→ Directions for this task:
Filter the records below and copy every line containing the word "leaf".

→ Records for the exercise:
=-=-=-=-=
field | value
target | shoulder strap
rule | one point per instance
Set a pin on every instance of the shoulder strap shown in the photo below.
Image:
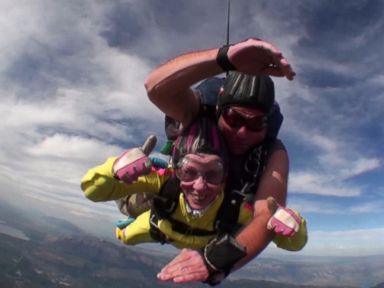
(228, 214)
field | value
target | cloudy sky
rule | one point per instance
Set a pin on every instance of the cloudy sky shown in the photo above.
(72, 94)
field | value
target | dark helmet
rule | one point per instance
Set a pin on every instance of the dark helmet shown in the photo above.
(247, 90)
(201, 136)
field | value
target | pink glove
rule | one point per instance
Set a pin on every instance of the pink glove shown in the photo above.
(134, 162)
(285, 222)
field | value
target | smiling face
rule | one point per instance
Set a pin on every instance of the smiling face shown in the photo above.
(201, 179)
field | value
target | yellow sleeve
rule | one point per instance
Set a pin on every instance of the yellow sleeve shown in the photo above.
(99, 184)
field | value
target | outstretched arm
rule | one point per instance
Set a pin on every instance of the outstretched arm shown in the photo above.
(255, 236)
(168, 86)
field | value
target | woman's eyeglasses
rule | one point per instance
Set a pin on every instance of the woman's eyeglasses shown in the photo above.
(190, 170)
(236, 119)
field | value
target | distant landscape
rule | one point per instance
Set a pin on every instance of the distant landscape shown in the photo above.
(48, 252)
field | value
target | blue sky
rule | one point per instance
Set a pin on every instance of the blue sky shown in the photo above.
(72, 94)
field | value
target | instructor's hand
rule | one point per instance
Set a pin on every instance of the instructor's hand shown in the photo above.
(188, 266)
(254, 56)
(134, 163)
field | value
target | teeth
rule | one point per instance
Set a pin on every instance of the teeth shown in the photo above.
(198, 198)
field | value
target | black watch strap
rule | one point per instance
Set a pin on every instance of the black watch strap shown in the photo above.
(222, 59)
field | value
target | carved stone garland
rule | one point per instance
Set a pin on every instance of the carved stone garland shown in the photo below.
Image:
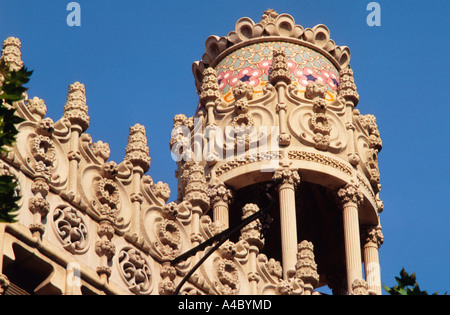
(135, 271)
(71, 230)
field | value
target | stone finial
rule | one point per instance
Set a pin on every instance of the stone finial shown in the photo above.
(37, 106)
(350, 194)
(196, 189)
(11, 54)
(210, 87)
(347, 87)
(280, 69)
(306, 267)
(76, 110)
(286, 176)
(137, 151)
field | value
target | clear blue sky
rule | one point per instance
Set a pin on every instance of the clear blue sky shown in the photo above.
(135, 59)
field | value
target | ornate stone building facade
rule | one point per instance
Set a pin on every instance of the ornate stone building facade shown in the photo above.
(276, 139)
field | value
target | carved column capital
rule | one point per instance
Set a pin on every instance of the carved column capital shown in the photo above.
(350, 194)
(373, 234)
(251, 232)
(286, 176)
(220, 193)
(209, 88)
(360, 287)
=-=-=-=-=
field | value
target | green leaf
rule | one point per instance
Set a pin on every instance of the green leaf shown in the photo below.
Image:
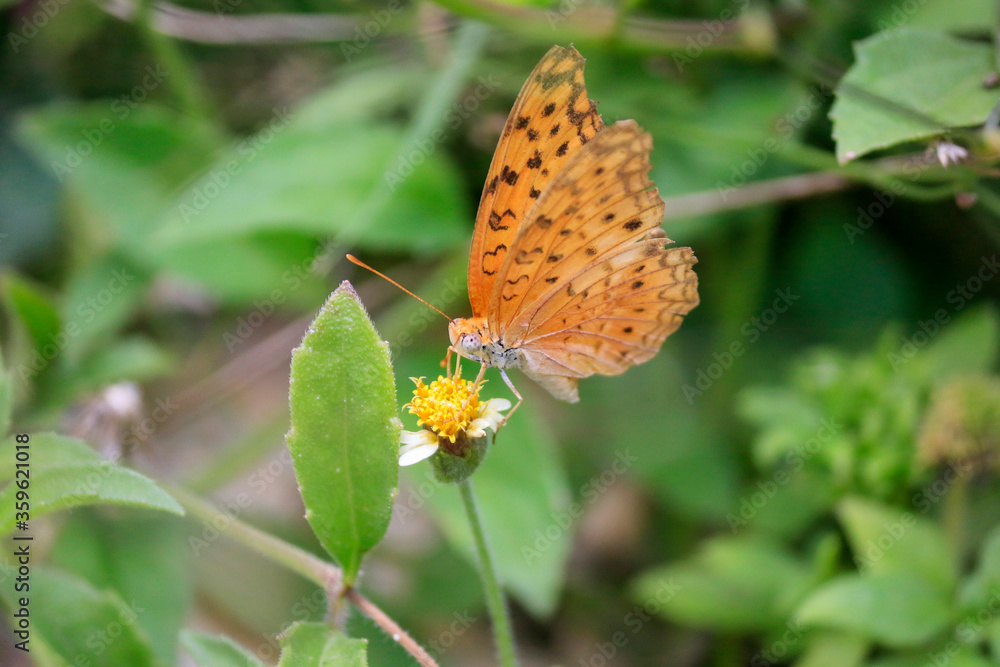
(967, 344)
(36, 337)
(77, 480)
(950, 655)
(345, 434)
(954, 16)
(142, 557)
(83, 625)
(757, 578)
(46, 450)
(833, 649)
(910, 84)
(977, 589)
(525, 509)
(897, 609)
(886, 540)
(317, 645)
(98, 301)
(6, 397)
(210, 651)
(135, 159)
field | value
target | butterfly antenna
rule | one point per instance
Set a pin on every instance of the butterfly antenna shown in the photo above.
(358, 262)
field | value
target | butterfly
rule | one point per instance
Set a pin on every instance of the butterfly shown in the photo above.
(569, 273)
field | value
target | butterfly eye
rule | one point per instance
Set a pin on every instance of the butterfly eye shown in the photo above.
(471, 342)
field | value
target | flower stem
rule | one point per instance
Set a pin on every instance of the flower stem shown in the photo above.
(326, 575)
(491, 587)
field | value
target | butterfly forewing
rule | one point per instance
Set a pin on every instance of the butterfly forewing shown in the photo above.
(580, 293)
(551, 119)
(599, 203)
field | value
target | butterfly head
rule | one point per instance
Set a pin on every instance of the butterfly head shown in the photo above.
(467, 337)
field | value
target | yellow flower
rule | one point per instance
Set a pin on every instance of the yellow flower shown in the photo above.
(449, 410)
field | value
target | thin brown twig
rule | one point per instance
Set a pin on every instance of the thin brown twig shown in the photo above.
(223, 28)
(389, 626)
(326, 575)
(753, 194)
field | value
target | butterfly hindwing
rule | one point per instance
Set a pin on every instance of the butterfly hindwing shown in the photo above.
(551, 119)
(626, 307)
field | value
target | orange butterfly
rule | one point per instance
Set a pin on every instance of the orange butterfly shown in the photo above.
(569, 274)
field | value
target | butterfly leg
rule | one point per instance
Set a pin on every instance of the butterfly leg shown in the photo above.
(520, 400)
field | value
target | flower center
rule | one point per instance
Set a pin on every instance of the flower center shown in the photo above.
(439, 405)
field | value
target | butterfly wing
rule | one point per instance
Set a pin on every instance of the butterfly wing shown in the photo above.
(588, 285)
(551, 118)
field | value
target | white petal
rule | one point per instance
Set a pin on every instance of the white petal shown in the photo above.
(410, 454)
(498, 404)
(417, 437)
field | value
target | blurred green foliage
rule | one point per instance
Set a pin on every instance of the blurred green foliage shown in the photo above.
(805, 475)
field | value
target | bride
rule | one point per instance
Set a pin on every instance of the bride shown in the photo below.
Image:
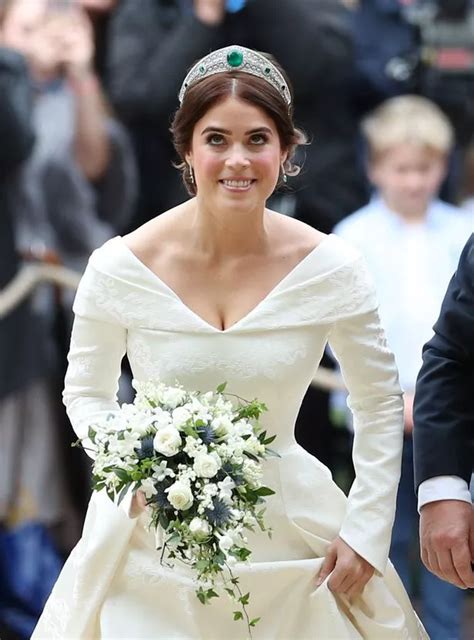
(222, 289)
=-=-=-=-=
→ Answer box:
target | green leaf
Set a pin on every instance of the green leaf shown in the photo below.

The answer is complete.